ABOUT THIS EXERCISE
Each entry should be set down exactly as written, except for any picture it holds.

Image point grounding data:
━━━━━━━━━━━━━━━━━━━━
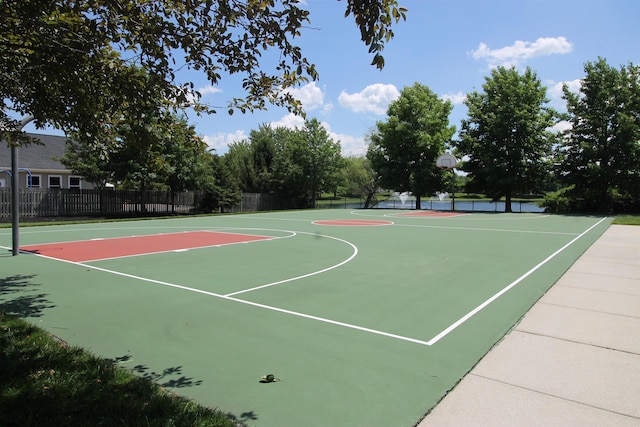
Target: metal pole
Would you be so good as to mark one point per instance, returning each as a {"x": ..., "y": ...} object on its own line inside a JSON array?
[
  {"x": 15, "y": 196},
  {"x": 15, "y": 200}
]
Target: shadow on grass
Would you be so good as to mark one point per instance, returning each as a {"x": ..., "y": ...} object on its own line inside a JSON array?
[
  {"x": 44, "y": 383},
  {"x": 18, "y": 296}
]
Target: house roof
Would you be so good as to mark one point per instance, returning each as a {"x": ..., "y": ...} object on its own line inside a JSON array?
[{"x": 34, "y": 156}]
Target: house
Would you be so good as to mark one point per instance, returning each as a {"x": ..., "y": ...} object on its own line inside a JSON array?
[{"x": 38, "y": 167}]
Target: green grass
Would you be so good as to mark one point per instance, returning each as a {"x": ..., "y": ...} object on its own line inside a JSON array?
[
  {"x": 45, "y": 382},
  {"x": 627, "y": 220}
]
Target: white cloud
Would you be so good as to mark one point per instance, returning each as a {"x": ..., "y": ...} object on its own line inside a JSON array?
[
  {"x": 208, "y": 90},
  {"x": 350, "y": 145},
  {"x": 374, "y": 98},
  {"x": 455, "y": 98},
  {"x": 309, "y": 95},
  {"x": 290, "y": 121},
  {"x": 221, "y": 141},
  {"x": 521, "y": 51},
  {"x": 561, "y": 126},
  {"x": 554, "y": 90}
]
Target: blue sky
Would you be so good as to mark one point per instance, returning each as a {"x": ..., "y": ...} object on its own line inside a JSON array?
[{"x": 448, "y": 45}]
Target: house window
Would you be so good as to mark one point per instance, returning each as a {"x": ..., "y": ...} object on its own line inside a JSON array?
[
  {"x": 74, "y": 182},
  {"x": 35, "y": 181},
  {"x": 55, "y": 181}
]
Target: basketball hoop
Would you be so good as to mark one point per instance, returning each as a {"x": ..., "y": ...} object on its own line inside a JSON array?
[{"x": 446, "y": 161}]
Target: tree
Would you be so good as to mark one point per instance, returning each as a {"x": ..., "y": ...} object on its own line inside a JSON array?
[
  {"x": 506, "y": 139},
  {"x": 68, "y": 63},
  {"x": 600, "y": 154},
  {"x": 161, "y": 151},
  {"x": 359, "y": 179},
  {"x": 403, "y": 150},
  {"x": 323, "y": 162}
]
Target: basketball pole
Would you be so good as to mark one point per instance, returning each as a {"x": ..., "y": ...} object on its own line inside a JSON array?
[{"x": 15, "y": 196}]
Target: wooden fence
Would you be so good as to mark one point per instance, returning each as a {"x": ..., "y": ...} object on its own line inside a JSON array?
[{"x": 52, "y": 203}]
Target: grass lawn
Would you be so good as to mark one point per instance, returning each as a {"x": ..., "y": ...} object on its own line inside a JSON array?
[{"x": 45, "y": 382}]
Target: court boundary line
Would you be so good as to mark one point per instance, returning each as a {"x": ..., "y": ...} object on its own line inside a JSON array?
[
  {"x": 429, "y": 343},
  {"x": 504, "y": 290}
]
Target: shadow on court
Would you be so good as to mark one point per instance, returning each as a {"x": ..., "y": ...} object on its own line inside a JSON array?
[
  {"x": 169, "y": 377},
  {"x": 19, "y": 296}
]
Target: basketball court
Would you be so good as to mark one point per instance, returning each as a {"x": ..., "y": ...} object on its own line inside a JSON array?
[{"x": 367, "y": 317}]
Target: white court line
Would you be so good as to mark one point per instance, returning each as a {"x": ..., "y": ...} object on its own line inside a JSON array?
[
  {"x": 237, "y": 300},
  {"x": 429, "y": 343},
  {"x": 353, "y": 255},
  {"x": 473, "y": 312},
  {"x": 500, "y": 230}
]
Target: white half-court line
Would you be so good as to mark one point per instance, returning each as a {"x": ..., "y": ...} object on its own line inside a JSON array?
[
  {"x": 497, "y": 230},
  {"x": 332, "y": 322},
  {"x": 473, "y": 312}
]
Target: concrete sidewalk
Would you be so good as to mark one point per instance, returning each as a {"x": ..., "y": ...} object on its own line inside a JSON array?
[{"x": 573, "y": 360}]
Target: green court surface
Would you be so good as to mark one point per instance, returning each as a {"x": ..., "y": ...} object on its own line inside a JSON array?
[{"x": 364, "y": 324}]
━━━━━━━━━━━━━━━━━━━━
EXERCISE RESULT
Target: metal pole
Would you be so good as to mark one point per instance, returning each as a {"x": ..., "y": ...} object on its own line inside a JSON array?
[
  {"x": 15, "y": 196},
  {"x": 15, "y": 200}
]
Target: shadow on grass
Would you be so good as to mark one point per instance, returning each as a {"x": ..., "y": ...} object on its own line inside a JSON array?
[
  {"x": 44, "y": 383},
  {"x": 18, "y": 296}
]
Target: house roof
Would you be so good as to mark one point per instance, returning each as a {"x": ..., "y": ...} object on its own line inside a JSON array?
[{"x": 34, "y": 156}]
Target: house
Would you be so good as to mark one point per instance, returning each as a {"x": ..., "y": ...} object on its own line inside a JSON array?
[{"x": 38, "y": 167}]
Target: green grass
Would you be so good as to mark one point per instance, returning each as a {"x": ..., "y": ...} object on its own line inside a JSON array?
[
  {"x": 45, "y": 382},
  {"x": 627, "y": 220}
]
Target: white cloud
Would you be so good as to mark one point per instance, returning each as a {"x": ..., "y": ...} object on its own line inside a JSON array?
[
  {"x": 208, "y": 90},
  {"x": 350, "y": 145},
  {"x": 374, "y": 98},
  {"x": 455, "y": 98},
  {"x": 309, "y": 95},
  {"x": 290, "y": 121},
  {"x": 221, "y": 141},
  {"x": 521, "y": 51},
  {"x": 561, "y": 126},
  {"x": 554, "y": 90}
]
Target: blue sky
Would you be so good as to mark one point per instance, returning each as a {"x": ..., "y": ...} object on its own line inside a JSON array?
[{"x": 448, "y": 45}]
Target: house window
Would you be so good as to mark one point per instance, returning each as a {"x": ..., "y": ...} object on its own line inside a JSON array?
[
  {"x": 74, "y": 182},
  {"x": 35, "y": 181},
  {"x": 55, "y": 181}
]
Target: basketball hoop
Would you be so good as to mark one point per instance, returning each as a {"x": ..., "y": ...} object on its own line inside a JSON array?
[{"x": 446, "y": 161}]
Target: tree
Would you be so good as to mark one point per instance, returning each as a {"x": ..., "y": ...} object on its own line inside a JSON array?
[
  {"x": 506, "y": 139},
  {"x": 68, "y": 63},
  {"x": 600, "y": 154},
  {"x": 161, "y": 151},
  {"x": 359, "y": 179},
  {"x": 403, "y": 150},
  {"x": 323, "y": 162}
]
Target: basketball pole
Would you be so good as to mark one point per instance, returning each as a {"x": ..., "y": ...} object on its own line inside a JSON array?
[{"x": 15, "y": 196}]
Target: wooden fence
Would you be so good as to mark one point per instance, returning each as a {"x": ..., "y": ...} object on its own line inside a JSON array?
[{"x": 52, "y": 203}]
Target: grass lawn
Would you be so good as to mark one point per instance, returning each as a {"x": ..., "y": ...} object on its own line inside a JSON array?
[{"x": 45, "y": 382}]
Target: court boundary line
Would you be so good as to mark one point per instance, returning each as a {"x": ..., "y": ...} object on its own line inside a JSON array?
[
  {"x": 429, "y": 343},
  {"x": 504, "y": 290}
]
Target: shadow on court
Would you be so good as to mark one point per instance, returning each as a {"x": ..., "y": ...} object on its own line inside a JSON array?
[
  {"x": 169, "y": 377},
  {"x": 19, "y": 296}
]
Target: basketball court
Would you be so good as to mark one point per instance, returning each as a {"x": ..., "y": ...} object on its own line inside a JSON array?
[{"x": 367, "y": 317}]
Target: white court line
Would you be so good as to mark one point per instance, returning each as a {"x": ..., "y": ...} object on its own line inside a JSON array?
[
  {"x": 237, "y": 300},
  {"x": 429, "y": 343},
  {"x": 353, "y": 255},
  {"x": 473, "y": 312},
  {"x": 500, "y": 230}
]
Target: white half-court line
Would you be so good as to mark one point per instance, returning each as a {"x": ..., "y": ...} object on its own line inside a JSON array?
[
  {"x": 497, "y": 230},
  {"x": 332, "y": 322},
  {"x": 473, "y": 312}
]
Target: concrete sidewalk
Would you be so good as to mark one point per instance, returning each as a {"x": ..., "y": ...} object on its own line inside a JSON array?
[{"x": 573, "y": 360}]
Target: green court surface
Would you be so good as to mark one point per instance, returning each as a {"x": ..., "y": ...} object on its own line inside a JSON array?
[{"x": 364, "y": 324}]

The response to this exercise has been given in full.